RECORDS PROVIDED:
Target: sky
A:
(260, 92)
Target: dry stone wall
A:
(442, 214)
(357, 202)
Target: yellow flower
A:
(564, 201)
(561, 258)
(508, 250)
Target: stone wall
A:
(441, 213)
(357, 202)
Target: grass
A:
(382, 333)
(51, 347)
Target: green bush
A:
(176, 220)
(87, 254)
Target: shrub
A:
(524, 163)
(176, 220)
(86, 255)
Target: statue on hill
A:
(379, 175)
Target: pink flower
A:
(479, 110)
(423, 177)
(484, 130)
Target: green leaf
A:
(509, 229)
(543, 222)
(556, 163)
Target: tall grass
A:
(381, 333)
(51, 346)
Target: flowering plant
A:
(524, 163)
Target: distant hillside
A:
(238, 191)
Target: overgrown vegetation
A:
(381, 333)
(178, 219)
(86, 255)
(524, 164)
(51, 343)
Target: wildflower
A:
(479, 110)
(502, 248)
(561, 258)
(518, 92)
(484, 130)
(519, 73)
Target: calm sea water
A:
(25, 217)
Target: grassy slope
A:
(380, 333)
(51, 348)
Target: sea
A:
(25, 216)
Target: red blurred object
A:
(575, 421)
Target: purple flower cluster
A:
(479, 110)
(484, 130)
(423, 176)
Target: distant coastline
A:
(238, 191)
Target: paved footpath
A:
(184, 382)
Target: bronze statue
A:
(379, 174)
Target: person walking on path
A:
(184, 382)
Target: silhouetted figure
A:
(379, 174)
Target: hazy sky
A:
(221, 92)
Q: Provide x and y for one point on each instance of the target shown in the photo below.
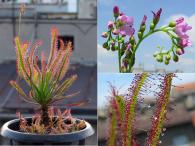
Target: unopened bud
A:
(104, 35)
(159, 58)
(140, 35)
(175, 58)
(152, 26)
(172, 24)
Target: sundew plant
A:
(45, 77)
(122, 37)
(123, 110)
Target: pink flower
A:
(181, 31)
(115, 31)
(144, 20)
(116, 11)
(104, 35)
(180, 51)
(156, 16)
(126, 23)
(179, 20)
(110, 24)
(126, 30)
(128, 20)
(128, 47)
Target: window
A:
(66, 39)
(181, 140)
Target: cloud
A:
(191, 50)
(105, 2)
(189, 19)
(106, 60)
(187, 61)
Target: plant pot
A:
(10, 130)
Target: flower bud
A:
(114, 48)
(121, 40)
(152, 26)
(105, 45)
(159, 58)
(125, 62)
(104, 35)
(116, 11)
(140, 35)
(143, 28)
(175, 58)
(166, 62)
(110, 24)
(155, 54)
(180, 51)
(115, 31)
(172, 24)
(132, 40)
(168, 57)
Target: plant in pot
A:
(47, 84)
(124, 111)
(122, 38)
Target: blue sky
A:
(122, 82)
(107, 61)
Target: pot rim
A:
(64, 137)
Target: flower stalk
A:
(161, 111)
(121, 37)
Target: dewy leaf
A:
(160, 113)
(65, 85)
(21, 92)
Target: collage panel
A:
(48, 72)
(146, 109)
(134, 36)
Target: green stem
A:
(163, 29)
(119, 55)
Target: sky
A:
(107, 61)
(122, 82)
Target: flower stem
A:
(119, 55)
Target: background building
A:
(76, 21)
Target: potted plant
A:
(47, 84)
(123, 110)
(121, 37)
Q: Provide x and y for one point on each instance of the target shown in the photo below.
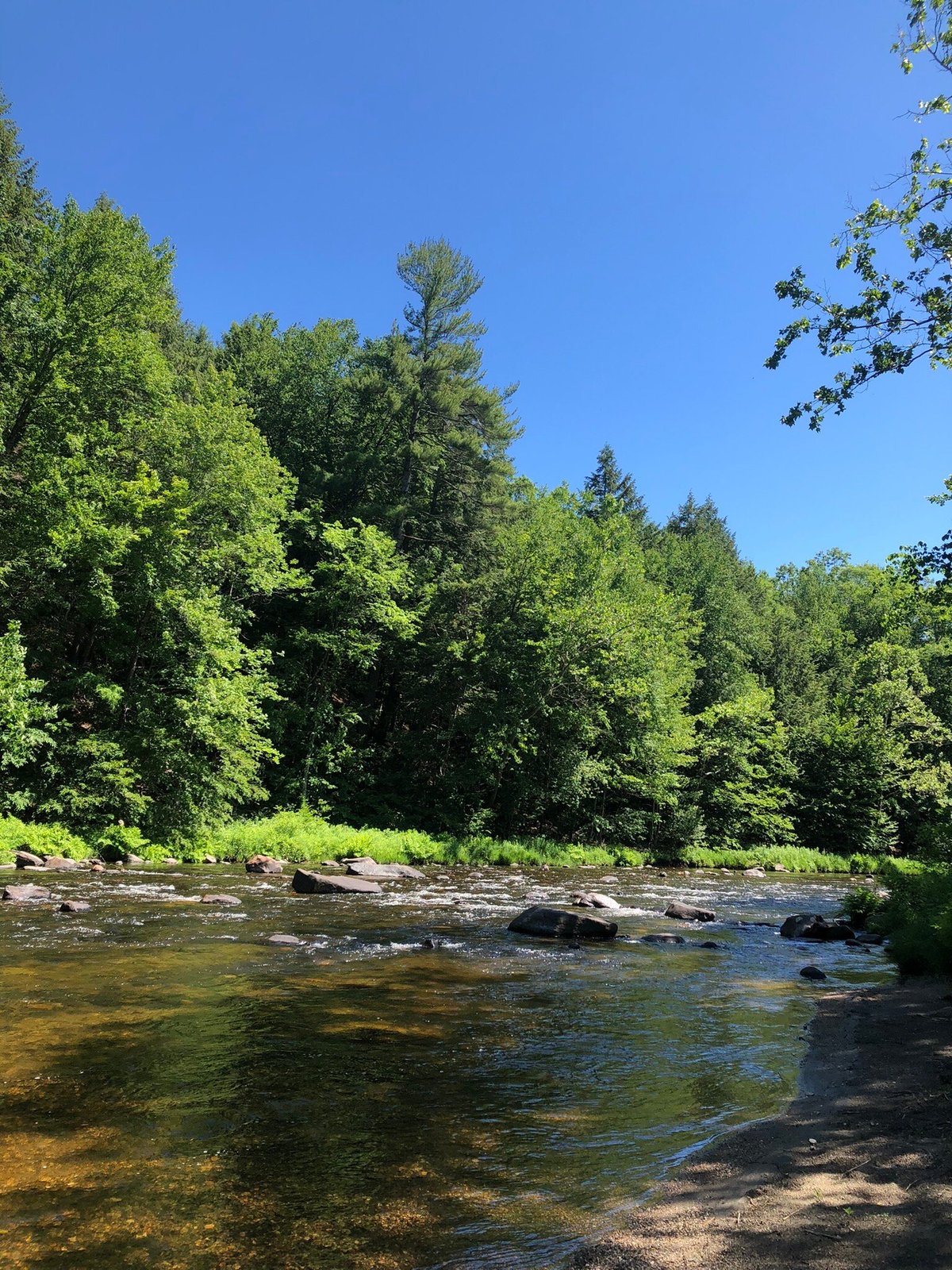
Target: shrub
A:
(42, 840)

ACTION ITEM:
Output the complete listing exactly. Pictures stay out.

RESULT FOR THIS EXERCISE:
Target: sky
A:
(260, 92)
Target: dry stone wall
A:
(442, 214)
(357, 202)
Target: yellow flower
A:
(564, 201)
(561, 258)
(508, 250)
Target: stone wall
A:
(441, 213)
(357, 202)
Target: grass
A:
(382, 333)
(51, 347)
Target: green bush
A:
(176, 220)
(87, 254)
Target: shrub
A:
(524, 163)
(176, 220)
(86, 255)
Target: statue on hill
A:
(379, 175)
Target: pink flower
A:
(479, 110)
(423, 177)
(484, 130)
Target: green leaf
A:
(509, 229)
(543, 222)
(556, 163)
Target: tall grass
A:
(381, 333)
(51, 346)
Target: flowering plant
A:
(524, 163)
Target: distant hillside
A:
(238, 191)
Target: overgrown vegetation
A:
(381, 333)
(178, 219)
(86, 255)
(524, 164)
(51, 343)
Target: wildflower
A:
(479, 110)
(502, 248)
(561, 258)
(518, 92)
(484, 130)
(519, 73)
Target: calm sea water
A:
(25, 217)
Target: grassy slope
A:
(380, 333)
(51, 348)
Target: sea
A:
(25, 216)
Target: red blurred object
A:
(575, 421)
Target: purple flower cluster
A:
(479, 110)
(484, 130)
(423, 176)
Target: distant coastline
A:
(238, 191)
Target: paved footpath
A:
(184, 382)
Target: bronze statue
A:
(379, 174)
Target: person walking on path
A:
(184, 382)
Target: silhouetted figure
A:
(379, 174)
Target: hazy sky
A:
(221, 92)
Q: Provide x and y for one point on each instance of the target shown in the photo below.
Target: unopened bud
A:
(104, 35)
(159, 58)
(140, 35)
(175, 58)
(152, 26)
(172, 24)
Target: sundew plant
A:
(45, 77)
(122, 37)
(123, 110)
Target: pink flower
A:
(181, 31)
(115, 31)
(144, 20)
(116, 11)
(104, 35)
(180, 51)
(156, 16)
(126, 23)
(179, 20)
(110, 24)
(126, 30)
(128, 20)
(128, 47)
Target: window
A:
(66, 39)
(181, 140)
Target: cloud
A:
(191, 50)
(105, 2)
(189, 19)
(106, 60)
(187, 61)
Target: plant pot
A:
(10, 130)
Target: flower bud
A:
(114, 48)
(121, 40)
(152, 26)
(105, 45)
(159, 58)
(125, 62)
(104, 35)
(116, 11)
(140, 35)
(143, 28)
(175, 58)
(166, 62)
(110, 24)
(155, 54)
(180, 51)
(115, 31)
(172, 24)
(132, 40)
(168, 57)
Target: plant in pot
A:
(47, 84)
(124, 111)
(122, 38)
Target: blue sky
A:
(122, 82)
(107, 61)
Target: pot rim
A:
(64, 137)
Target: flower stalk
A:
(161, 111)
(121, 37)
Target: dewy leaf
A:
(160, 113)
(65, 85)
(21, 92)
Target: collage panel
A:
(48, 72)
(146, 109)
(134, 36)
Target: green stem
A:
(163, 29)
(119, 55)
Target: sky
A:
(107, 61)
(122, 82)
Target: flower stem
A:
(119, 55)
Target: background building
A:
(76, 21)
Target: potted plant
A:
(47, 84)
(123, 110)
(121, 37)
Q: Provide x and y for one point on each instance of the target shown in the photo below.
Target: shrub
A:
(42, 840)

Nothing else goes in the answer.